Can you reproduce the entries below, swapping "innermost" for "most central" everywhere it occurs and changing nothing else, and leaving out the pictures?

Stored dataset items
....

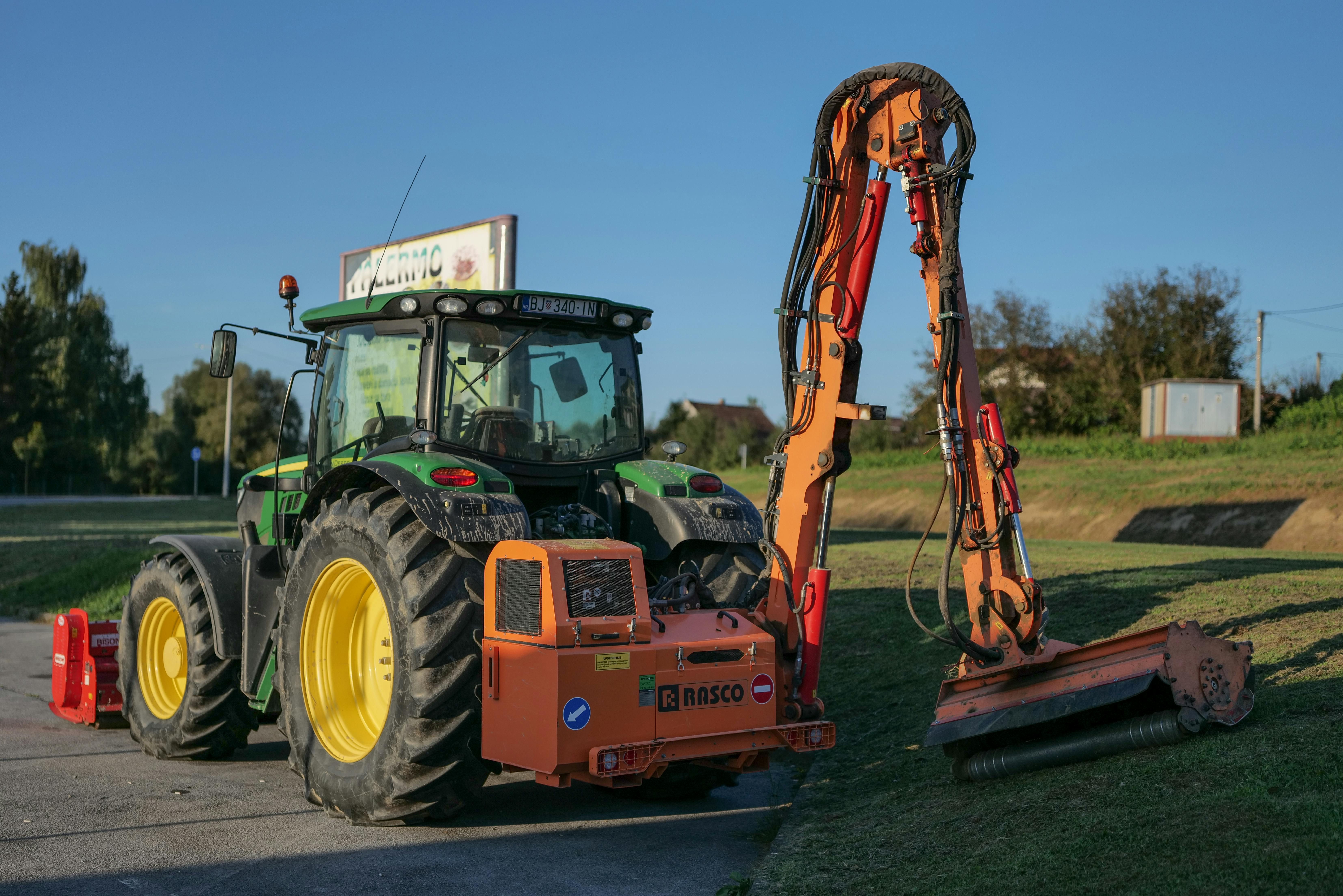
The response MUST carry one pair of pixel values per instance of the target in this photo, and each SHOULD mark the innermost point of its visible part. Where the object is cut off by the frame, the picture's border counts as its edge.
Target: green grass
(56, 557)
(1254, 809)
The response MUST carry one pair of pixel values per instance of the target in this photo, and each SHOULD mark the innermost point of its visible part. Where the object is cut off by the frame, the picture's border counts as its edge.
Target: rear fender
(445, 512)
(219, 566)
(660, 525)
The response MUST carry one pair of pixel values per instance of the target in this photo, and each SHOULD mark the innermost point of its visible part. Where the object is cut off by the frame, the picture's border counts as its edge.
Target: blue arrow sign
(577, 714)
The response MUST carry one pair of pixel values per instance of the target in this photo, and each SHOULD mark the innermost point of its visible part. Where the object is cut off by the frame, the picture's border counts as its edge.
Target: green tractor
(350, 609)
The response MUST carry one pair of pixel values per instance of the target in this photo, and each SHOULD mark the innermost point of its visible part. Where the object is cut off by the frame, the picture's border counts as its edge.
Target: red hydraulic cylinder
(994, 433)
(864, 255)
(813, 631)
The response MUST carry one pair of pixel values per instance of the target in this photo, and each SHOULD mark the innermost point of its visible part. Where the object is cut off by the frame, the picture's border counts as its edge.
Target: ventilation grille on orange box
(518, 596)
(818, 735)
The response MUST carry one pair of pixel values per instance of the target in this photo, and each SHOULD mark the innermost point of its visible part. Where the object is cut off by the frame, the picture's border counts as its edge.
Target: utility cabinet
(1192, 409)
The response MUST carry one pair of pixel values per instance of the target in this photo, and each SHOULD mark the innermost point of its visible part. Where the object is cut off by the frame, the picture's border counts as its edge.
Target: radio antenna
(368, 299)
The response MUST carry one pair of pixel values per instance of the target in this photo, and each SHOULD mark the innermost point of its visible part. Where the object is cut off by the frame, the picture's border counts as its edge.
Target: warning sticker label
(702, 696)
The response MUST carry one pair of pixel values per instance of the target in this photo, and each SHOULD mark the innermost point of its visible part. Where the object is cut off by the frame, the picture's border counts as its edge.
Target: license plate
(562, 307)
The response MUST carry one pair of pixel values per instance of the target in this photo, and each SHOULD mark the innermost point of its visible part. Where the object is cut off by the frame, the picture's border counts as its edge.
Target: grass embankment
(56, 557)
(1091, 488)
(1254, 809)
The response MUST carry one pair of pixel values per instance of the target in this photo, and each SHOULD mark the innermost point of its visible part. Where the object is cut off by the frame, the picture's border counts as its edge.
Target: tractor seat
(395, 426)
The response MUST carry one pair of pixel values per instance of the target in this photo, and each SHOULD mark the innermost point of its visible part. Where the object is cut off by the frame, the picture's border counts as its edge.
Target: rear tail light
(451, 306)
(710, 484)
(453, 476)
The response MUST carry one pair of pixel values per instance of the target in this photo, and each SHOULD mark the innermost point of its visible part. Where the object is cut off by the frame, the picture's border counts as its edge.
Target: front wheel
(180, 699)
(730, 571)
(378, 663)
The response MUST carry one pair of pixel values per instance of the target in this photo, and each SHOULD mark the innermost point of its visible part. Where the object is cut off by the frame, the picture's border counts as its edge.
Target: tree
(194, 417)
(1149, 330)
(30, 449)
(711, 444)
(1020, 361)
(62, 367)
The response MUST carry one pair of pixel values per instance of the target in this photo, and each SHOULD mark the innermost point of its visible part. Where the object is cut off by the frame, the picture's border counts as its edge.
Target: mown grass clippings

....

Solution:
The response MUST carry one pair of pixel values per instance of the target in this photo, and each SHOULD mark the most central point of its visible part. Where the object is cut off by the frame, the picture's border counts as its edge.
Target: green grass
(56, 557)
(1254, 809)
The response MUST carry one pair of pixel values per instance of the target in this photo, and each SHOULD mark the most central point of its visible part. Where the object is cut off by the frame, the picture's border counts as its edge.
Target: rear fender
(445, 512)
(219, 566)
(660, 525)
The response MUST carry one pair of pixel values per instance of the target in this photo, and each SHOULD mark the most central point of its visible part. Where the object is cut off by the frame, the picture's border counts as its edge.
Target: blue arrow sign
(577, 714)
The response MUST carry one pair of pixel values per instance of the target in this photo, and each SHOULD mark the most central point of its visible part. Where the object is cut off by the frame, the picture's border counts as its edge.
Target: green tractor
(350, 609)
The response MUST carry one pair of pixel values per instance of the target in this photo, and each SHOULD mark the most central point of its visible part. Where the object is cut off by the frame, the picture's border counts as its edge.
Target: red hydraulic cylinder
(994, 433)
(864, 255)
(813, 631)
The response MUST carry one pair of pixel values per instance of the target in this photo, and each SHOULD mark the most central point of its visible part. Where the object is cut off by the frame, the picture's border counts as its edge.
Target: ventilation grille on orange box
(518, 596)
(818, 735)
The response MUST carry one pair of pixel values per instance of the target in this photo, and each SHOULD mark the most central point of its visible part. Where the object is cut off by the frame, the picture's border counts as its edge.
Target: utility cabinet
(1192, 409)
The response MUST carry one pair of pixel values per instance of the target in this photo, and each SHOULD mark the most central point of its visible part. Where the object is cut off by the frame, the picture's border counts as its edge.
Target: radio antenna
(368, 299)
The response MUST carry one pair of pixel values per instance of the target in this photo, and each SHOULD mark the most central point of its visible part. Where the object is cut off by the frame, the picture's border counts as its edge.
Target: warning sticker label
(702, 696)
The response MUST carry one pair of pixel values per instance of the target in this photo, and each SHOULD mark the most central point of its visible part. Where the object is cut off by the frame, the picture's border counts as its edge.
Target: license plate
(562, 307)
The response MUST carry one pair of pixel values per instance of the target in this photo, and each SHOULD mark the most central point of its visible part. Where the object is cut off by the frame, the picture's border counts as its edge.
Target: grass embankment
(56, 557)
(1091, 488)
(1254, 809)
The response MUST carry one pair of pixel values per instance of the target in this photo, and each SHOULD mark the most central point of its visible part. Where the object is cut off by the frame, the picture's border counts as its edge.
Target: tractor seat
(395, 426)
The response MUST carry one pair of pixel values per instance of the target in this photo, and each SHOULD mark the most central point of its visible part. Where the object is cut off by the frame, the picture's border counts as its edge.
Target: rear tail light
(451, 306)
(710, 484)
(453, 476)
The response MUST carry one pair of pixel values per instance of the target in this photo, and each SHOULD mark the most central point of its visible part. Where the object is cut off by the frame, the picture's border counts as its edge.
Target: front wheel
(180, 699)
(730, 571)
(378, 663)
The response MUST carry one pair of pixel values per instance of the target in this photo, and each SHOULD mark the most central point of its visible part. Where the object is cut off by the frame, the picture's border counts as its edge.
Target: tree
(194, 417)
(1149, 330)
(30, 449)
(711, 444)
(1020, 361)
(62, 367)
The response MUST carry one pair of pixel values per instance of the target in this photo, and each SHOULD mark the most central point of its visible part. Where the object is cut off by the frame, the picture's border counts as its edge.
Target: mown grass clippings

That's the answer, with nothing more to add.